***** Data section *****

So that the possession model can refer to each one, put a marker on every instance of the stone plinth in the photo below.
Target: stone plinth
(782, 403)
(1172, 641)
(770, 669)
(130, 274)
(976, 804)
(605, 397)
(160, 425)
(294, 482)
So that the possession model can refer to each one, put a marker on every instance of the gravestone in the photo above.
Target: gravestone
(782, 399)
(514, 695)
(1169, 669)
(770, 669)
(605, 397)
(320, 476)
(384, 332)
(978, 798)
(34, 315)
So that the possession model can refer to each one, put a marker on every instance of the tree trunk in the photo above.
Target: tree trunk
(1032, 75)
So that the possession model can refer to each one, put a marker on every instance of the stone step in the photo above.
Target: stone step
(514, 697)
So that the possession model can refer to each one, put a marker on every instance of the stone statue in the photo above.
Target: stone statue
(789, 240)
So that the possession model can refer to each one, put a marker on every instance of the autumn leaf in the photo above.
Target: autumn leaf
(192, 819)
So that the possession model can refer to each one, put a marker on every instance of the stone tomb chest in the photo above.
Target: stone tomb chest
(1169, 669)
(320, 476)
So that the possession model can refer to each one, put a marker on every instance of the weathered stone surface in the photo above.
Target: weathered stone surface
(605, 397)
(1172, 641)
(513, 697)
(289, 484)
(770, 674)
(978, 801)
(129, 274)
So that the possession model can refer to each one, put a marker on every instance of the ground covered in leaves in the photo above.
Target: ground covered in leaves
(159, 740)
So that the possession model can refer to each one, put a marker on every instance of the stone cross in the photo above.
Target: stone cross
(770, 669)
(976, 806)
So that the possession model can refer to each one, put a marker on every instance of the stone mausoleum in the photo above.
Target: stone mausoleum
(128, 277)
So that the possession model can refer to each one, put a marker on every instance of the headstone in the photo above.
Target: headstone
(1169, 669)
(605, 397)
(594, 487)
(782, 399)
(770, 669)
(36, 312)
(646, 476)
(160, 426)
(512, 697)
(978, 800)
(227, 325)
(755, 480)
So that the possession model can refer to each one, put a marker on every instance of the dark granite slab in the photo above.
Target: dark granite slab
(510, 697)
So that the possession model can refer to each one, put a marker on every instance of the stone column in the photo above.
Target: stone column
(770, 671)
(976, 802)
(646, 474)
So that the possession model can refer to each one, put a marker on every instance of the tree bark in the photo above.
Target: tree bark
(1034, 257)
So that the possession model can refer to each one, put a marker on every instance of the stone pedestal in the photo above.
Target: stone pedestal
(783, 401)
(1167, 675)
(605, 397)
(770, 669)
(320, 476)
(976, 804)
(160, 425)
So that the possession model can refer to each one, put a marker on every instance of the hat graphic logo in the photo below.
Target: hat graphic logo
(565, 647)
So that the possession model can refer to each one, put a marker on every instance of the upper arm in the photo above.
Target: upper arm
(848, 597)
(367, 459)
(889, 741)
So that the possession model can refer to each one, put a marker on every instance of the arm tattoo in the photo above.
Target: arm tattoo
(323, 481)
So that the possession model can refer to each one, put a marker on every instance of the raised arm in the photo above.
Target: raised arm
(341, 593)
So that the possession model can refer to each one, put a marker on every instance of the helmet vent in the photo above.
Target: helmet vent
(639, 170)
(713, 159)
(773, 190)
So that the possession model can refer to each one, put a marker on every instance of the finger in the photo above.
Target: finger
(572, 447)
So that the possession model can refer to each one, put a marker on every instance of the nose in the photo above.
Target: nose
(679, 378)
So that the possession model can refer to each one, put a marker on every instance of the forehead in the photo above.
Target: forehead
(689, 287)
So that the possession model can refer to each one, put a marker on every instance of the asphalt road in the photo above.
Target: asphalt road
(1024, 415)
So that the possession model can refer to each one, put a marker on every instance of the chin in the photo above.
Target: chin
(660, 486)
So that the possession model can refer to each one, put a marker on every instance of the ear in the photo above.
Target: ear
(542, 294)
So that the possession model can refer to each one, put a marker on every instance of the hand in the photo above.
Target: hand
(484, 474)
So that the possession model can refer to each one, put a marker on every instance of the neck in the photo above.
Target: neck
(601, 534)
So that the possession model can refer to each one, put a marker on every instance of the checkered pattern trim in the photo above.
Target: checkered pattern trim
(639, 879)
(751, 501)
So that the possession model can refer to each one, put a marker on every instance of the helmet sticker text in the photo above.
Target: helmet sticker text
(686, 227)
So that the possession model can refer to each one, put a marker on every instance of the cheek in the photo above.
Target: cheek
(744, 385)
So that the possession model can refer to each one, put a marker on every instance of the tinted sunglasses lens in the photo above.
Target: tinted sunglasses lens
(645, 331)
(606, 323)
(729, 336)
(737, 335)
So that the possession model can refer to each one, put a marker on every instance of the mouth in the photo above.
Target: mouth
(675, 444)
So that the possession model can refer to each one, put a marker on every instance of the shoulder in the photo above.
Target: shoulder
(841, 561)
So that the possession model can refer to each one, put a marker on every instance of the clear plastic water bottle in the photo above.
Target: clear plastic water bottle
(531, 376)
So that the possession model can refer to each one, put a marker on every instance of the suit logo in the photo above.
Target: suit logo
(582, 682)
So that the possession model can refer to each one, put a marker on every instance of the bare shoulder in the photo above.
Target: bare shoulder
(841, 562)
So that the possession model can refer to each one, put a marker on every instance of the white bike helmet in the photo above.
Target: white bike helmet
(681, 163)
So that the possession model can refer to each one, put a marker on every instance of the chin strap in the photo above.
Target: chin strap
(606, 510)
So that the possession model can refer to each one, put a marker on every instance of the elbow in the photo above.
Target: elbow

*****

**Exercise instructions**
Every entry must be output again, exactly as written above.

**Result**
So that the possession model can refer to each one, put a marker on every instance of the stone plinth in the photo below.
Target: stone plinth
(782, 403)
(1172, 641)
(770, 669)
(130, 274)
(976, 804)
(605, 397)
(160, 425)
(294, 482)
So that the possession model can refer to each one, put a marker on every instance of the gravestone in the photo above.
Target: gravestone
(782, 399)
(514, 695)
(1169, 669)
(770, 669)
(605, 397)
(320, 476)
(384, 332)
(978, 798)
(34, 315)
So that the possession model can refer to each one, put a marker on every instance of the tree trunk in the photo above.
Target: tree trunk
(1032, 75)
So that the possession model can refer to each one, put a marker on every instance of the stone step in the photo above.
Target: stone step
(514, 697)
So that the possession model can refer to each one, put a marker on every instance of the stone statue in the photo above.
Target: stone statue
(789, 240)
So that the possession model can refer to each one, put a marker on every instance of the autumn leaf in the photo above.
Target: autumn leaf
(192, 819)
So that the possession model can refer to each one, put a marker on every instance of the stone tomb chest in the photo above.
Target: stone tomb chest
(1169, 669)
(320, 476)
So that the possession model can refer to each one, put a marker on every instance of the weathered stone surface in the photo above.
Target: weathered stone surface
(605, 397)
(1172, 641)
(513, 697)
(289, 484)
(770, 674)
(978, 801)
(129, 274)
So that the possession model can refer to each one, put a marker on every instance of the ground covered in leaves in the photo above.
Target: ground covered in leaves
(159, 740)
So that the possession model can refer to each one, put a marker on every instance of the stone cross in the photo above.
Target: stone cross
(770, 669)
(976, 806)
So that the possession model can refer to each one, put a marker on every instance of the stone mausoleum in the photo above.
Target: stone mausoleum
(128, 277)
So that the possession model can refer to each one, put a marker on every instance of the headstone in the photo above.
Target: headstone
(1169, 669)
(605, 397)
(594, 487)
(782, 399)
(770, 669)
(36, 312)
(646, 476)
(160, 426)
(512, 697)
(978, 800)
(227, 325)
(755, 480)
So that the possession model can refer to each one, put a marker on every instance of the dark granite slab in the photo above.
Target: dark granite slab
(510, 697)
So that the possession model can refer to each one, put a marker on every instance of the stone column in the photo above.
Target: stone column
(770, 671)
(976, 802)
(646, 474)
So that the possession model can refer to each one, put a marker on every instance of the tree bark in the photo above.
Target: tree bark
(1034, 257)
So that the possession model can refer to each one, put a marker on every instance of the stone pedestal in the photo above.
Target: stone pedestal
(783, 401)
(1167, 675)
(605, 397)
(770, 669)
(320, 476)
(976, 804)
(160, 425)
So that the possession model can refer to each one, put a marker on every instance of the hat graphic logo in the photo below.
Target: hat graphic logo
(565, 647)
So that the possession model can refer to each one, put a marker on every instance of the upper arm in the photo above.
Target: upper arm
(848, 597)
(367, 459)
(889, 741)
So that the possession model can refer to each one, put a marker on every instance of the arm tattoo in the photo above.
Target: arm tattoo
(323, 481)
So that the possession model can refer to each one, put a marker on every instance of the raised arm in the photo above.
Target: raised arm
(341, 593)
So that the possession model can refer to each one, put a marker on every instance of the helmet vent in the photo above.
Target: helmet vent
(639, 170)
(713, 159)
(773, 190)
So that the possession model can refer to each one, put a marker on every instance of the finger in the photo above.
Target: finger
(572, 447)
So that the possession model can refer to each one, put a marker on every instance of the nose in the photo above.
Target: nose
(679, 378)
So that the possession model can refer to each one, put a marker on every instance of the forehead in the photo above.
Target: forehead
(689, 287)
So that the possession model can refer to each one, put a marker on every instance of the asphalt road in the photo above.
Target: asphalt road
(1024, 415)
So that the possession model can refer to each one, put a marker on every instance of the chin in the photo above.
Target: chin
(660, 486)
So that the possession model can refer to each one, put a marker on every instance of the ear in the photo above.
Target: ear
(542, 294)
So that the possession model can refer to each one, put a marker on every instance of the hand in the photo above.
Target: hand
(484, 474)
So that the possession model can refer to each one, put a marker on every instance of the neck in the photo above.
Target: neck
(601, 534)
So that the possession model can refer to each one, put a marker on every instance of the checkered pattern trim in the photo above.
Target: checkered pattern trim
(639, 879)
(751, 501)
So that the possession model can refer to each one, put a marker on every instance of the helmet sticker text in the photo above.
Target: helmet sticker text
(686, 227)
So that the possession model can refer to each one, put a marker on every instance of the cheek in the photo above.
Target: cheek
(744, 385)
So that the possession model can refer to each one, put a marker on every instance of the tinted sunglasses lens in the photo above.
Target: tinted sunglasses lens
(645, 331)
(606, 323)
(729, 336)
(737, 335)
So that the possession model can refer to each one, put a marker on every instance of the mouth in the photo above.
Target: mouth
(675, 444)
So that the possession model can refer to each one, put a marker on every instance of the shoulder in the photo above.
Target: shoulder
(841, 561)
So that the possession model can refer to each one, put a marker on every instance of the clear plastic water bottle in the photo above.
Target: clear plastic water bottle
(531, 376)
So that the possession model can refer to each one, put a marker on every instance of the suit logo in the photo above.
Target: suit logo
(582, 682)
So that the possession model can refer to each one, put a marker on every instance of the bare shoulder in the photo above.
Target: bare shoulder
(841, 562)
So that the possession model can refer to each one, put a marker on every instance of the white bike helmet in the photo above.
Target: white bike helmet
(681, 163)
So that the possession model can refer to each one, put a marker on every instance of the chin strap in the photo above.
Target: chin strap
(606, 510)
So that the possession model can refer to each one, put a marker on every instance of the elbow in the photo above.
Target: elbow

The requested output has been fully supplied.